To be done | Copy the records below exactly, leaving out every picture.

Records shown |
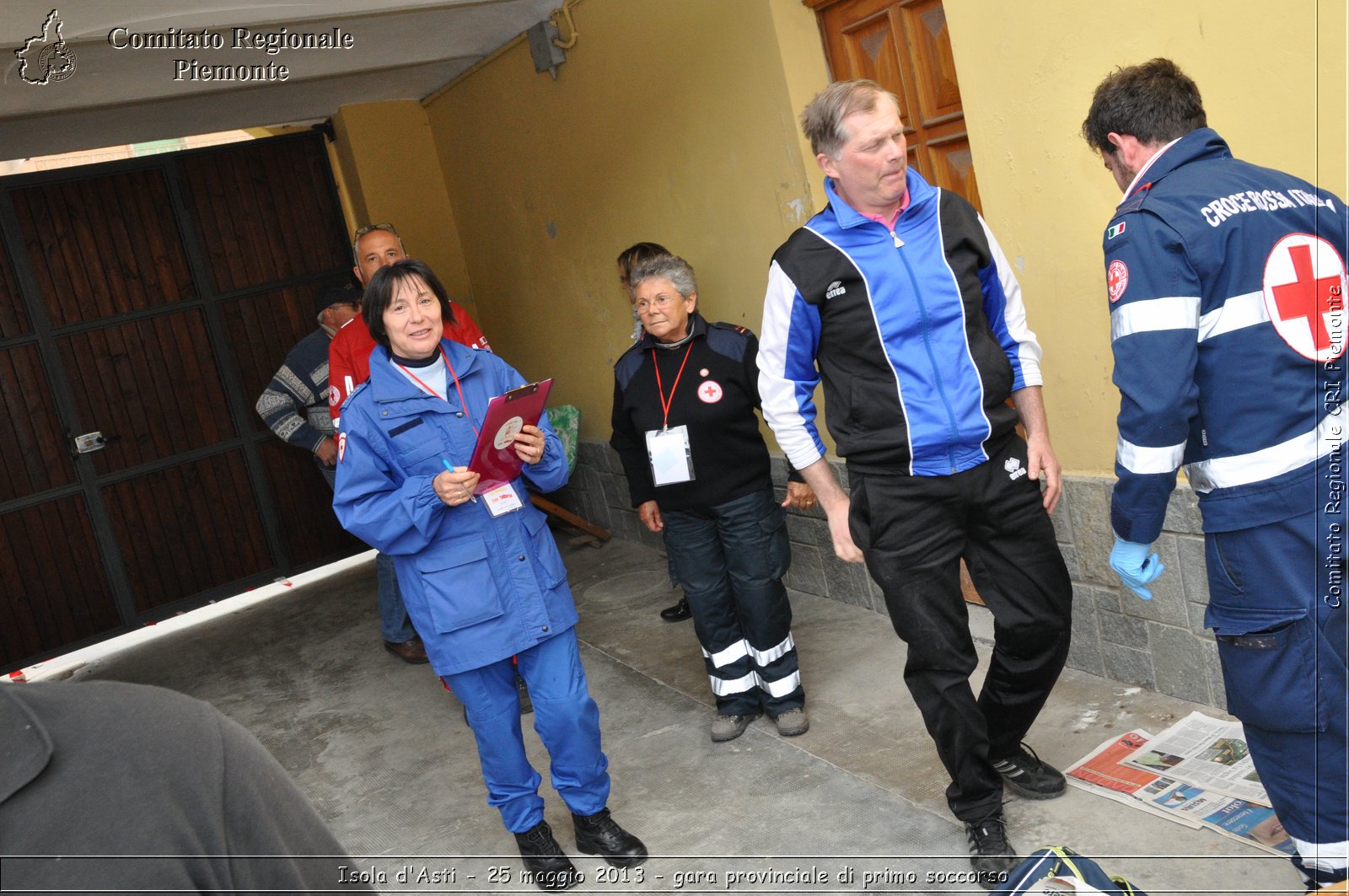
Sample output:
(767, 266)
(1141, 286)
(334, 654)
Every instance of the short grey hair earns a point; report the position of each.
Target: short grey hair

Reply |
Sample output:
(767, 266)
(1141, 286)
(334, 654)
Every instance of the short grey hair earns a point; report the position of each.
Target: short grey hair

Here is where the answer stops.